The Pentagon has made administrative changes in how it handles Taiwan policy, a shift that lawmakers and former officials say sends the wrong signal to Beijing as the Chinese military steps up drills around the self-ruled island.
The move — which involves placing the Taiwan portfolio under the office responsible for China policy — could provide a new line of attack among President Joe Biden’s opponents who claim he is weak on China.
The changes come as officials are increasingly worried about Beijing’s aggression toward Taiwan, particularly after a crisis erupted in the Taiwan Strait in August after China launched unprecedented military exercises, including sending missiles over the island, in response to House Speaker Nancy Pelosi’s visit to Taipei.
“Anything that dilutes America’s focus on helping Taiwan to defend itself is a really bad idea,” Sen. Dan Sullivan (R-Alaska) told POLITICO. “Pulling Taiwan back into a portfolio dominated by China sends the wrong signal to Beijing — that they can dictate our relationship with the island democracy. Or worse, it will facilitate consultation with Beijing on our approach to Taiwan’s security needs.”
The Defense Department says the move is a bureaucratic change designed to increase internal efficiency within the agency’s policy shop.

- **Questions**
1/ Answer these questions from the article on Pentagon Taiwan policy:
(a) Under which office is the Taiwan portfolio being placed?
(b) Whose visit to Taipei prompted China's military exercises in August?
(c) How does the Defense Department describe the move?
2/ Transcribe the passage of the article on Pentagon Taiwan policy that opens with the words containing "The Pentagon has" and closes with "visit to Taipei.".

Saved entries:
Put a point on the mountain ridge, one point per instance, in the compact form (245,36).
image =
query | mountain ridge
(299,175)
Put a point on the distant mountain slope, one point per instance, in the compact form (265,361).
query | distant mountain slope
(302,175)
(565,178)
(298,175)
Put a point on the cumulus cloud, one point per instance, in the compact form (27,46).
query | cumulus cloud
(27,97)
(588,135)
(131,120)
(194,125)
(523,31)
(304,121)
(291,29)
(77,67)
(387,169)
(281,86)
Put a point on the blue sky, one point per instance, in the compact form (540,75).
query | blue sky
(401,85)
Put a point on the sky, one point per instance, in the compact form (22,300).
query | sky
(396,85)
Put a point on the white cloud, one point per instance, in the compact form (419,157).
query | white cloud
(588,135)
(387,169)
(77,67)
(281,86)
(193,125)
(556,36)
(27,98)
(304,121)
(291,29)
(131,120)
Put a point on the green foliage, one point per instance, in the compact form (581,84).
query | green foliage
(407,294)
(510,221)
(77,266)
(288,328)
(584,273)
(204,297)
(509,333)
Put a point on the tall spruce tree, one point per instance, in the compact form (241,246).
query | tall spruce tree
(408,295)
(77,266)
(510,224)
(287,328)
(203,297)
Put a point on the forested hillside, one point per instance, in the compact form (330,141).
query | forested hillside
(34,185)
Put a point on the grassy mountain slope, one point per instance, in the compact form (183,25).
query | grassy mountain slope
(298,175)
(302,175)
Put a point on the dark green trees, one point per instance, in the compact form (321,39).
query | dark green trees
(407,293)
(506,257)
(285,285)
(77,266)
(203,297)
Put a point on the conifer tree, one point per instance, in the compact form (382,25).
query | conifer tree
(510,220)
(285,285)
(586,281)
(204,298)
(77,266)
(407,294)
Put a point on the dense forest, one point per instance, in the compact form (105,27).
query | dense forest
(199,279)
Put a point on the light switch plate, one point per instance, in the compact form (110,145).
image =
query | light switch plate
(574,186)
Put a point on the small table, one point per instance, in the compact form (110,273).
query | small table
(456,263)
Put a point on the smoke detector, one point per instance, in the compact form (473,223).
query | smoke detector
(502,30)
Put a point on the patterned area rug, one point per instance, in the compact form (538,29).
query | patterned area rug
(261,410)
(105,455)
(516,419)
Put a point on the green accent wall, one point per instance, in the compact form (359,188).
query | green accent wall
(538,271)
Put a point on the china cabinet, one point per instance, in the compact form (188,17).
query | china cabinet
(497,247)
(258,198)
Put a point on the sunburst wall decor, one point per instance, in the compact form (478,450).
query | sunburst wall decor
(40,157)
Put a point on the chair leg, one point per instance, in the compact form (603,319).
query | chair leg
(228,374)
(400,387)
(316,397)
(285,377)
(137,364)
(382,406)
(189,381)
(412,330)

- **Solved problems**
1/
(a) The office responsible for China policy.
(b) House Speaker Nancy Pelosi's.
(c) As a bureaucratic change designed to increase internal efficiency within the agency's policy shop.

2/
The Pentagon has made administrative changes in how it handles Taiwan policy, a shift that lawmakers and former officials say sends the wrong signal to Beijing as the Chinese military steps up drills around the self-ruled island.
The move — which involves placing the Taiwan portfolio under the office responsible for China policy — could provide a new line of attack among President Joe Biden’s opponents who claim he is weak on China.
The changes come as officials are increasingly worried about Beijing’s aggression toward Taiwan, particularly after a crisis erupted in the Taiwan Strait in August after China launched unprecedented military exercises, including sending missiles over the island, in response to House Speaker Nancy Pelosi’s visit to Taipei.